Print the lines below exactly as written, with none missing.

━━━━━━━━

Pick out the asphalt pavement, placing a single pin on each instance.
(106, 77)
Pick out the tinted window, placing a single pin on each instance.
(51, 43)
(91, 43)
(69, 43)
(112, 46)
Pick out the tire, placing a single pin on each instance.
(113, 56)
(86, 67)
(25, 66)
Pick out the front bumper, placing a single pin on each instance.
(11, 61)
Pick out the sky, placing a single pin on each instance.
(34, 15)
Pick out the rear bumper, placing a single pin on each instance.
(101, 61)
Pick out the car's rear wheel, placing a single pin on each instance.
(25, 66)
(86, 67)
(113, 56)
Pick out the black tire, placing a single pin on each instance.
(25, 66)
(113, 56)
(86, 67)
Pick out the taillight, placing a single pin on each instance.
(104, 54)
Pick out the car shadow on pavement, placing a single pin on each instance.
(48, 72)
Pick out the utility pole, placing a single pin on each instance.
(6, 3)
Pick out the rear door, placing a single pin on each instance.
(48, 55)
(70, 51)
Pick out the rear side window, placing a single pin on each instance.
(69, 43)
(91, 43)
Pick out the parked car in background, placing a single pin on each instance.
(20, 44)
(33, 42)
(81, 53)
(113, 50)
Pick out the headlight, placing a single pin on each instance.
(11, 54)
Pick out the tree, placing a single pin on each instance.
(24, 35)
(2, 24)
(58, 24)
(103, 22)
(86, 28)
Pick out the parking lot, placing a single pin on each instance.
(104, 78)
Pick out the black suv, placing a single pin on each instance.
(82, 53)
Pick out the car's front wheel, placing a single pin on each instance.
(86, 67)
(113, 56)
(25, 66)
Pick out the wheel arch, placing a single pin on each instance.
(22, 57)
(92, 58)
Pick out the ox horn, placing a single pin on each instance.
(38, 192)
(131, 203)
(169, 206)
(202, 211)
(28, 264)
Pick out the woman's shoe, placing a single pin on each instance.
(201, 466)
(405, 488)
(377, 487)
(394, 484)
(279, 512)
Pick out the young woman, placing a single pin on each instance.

━━━━━━━━

▶ SOLUTION
Pick out the asphalt pavement, placing a single pin on each instance.
(106, 77)
Pick out the tinted window, placing a single pin on each instance.
(51, 43)
(91, 43)
(69, 43)
(112, 46)
Pick out the tire, placing a single pin on each instance.
(113, 56)
(86, 67)
(25, 66)
Pick out the front bumper, placing a single pin on each instance.
(11, 61)
Pick out the sky, placing a single pin on each instance.
(34, 15)
Pick out the rear bumper, placing a single pin on each instance.
(101, 61)
Pick out the car's rear wheel, placing a single pin on each instance.
(25, 66)
(86, 67)
(113, 56)
Pick out the black tire, placing a single pin on each instance.
(25, 66)
(113, 56)
(86, 67)
Pick out the taillight, placing a single pin on each instance.
(104, 54)
Pick out the car shadow on pavement, placing a single pin on each instance.
(48, 72)
Pick out the utility pole, placing a single pin on each instance.
(6, 3)
Pick out the rear door, placing a single pin on each instance.
(48, 55)
(70, 51)
Pick out the rear side window, placing a single pin on each instance.
(69, 43)
(91, 43)
Pick out the parked car in background, placing a single pin on each instance.
(20, 44)
(33, 42)
(81, 53)
(113, 50)
Pick out the headlight, placing a single pin on each instance.
(11, 54)
Pick out the tree, placing a single pin on each instance.
(24, 35)
(2, 24)
(58, 24)
(103, 22)
(86, 28)
Pick out the parking lot, placing a single pin on each instance.
(104, 78)
Pick out the black suv, placing a single pin on each instance.
(82, 53)
Pick out the car's front wheel, placing a single pin on each instance.
(86, 67)
(113, 56)
(25, 66)
Pick out the wheel arch, placing a single pin on each instance.
(22, 57)
(92, 58)
Pick out the ox horn, placing a single pin on each instance.
(38, 192)
(131, 203)
(169, 206)
(202, 211)
(28, 264)
Pick out the woman's shoe, placing a single pin on each instance.
(201, 466)
(405, 488)
(377, 487)
(394, 484)
(279, 512)
Pick out the young woman, placing a single pin on each instance.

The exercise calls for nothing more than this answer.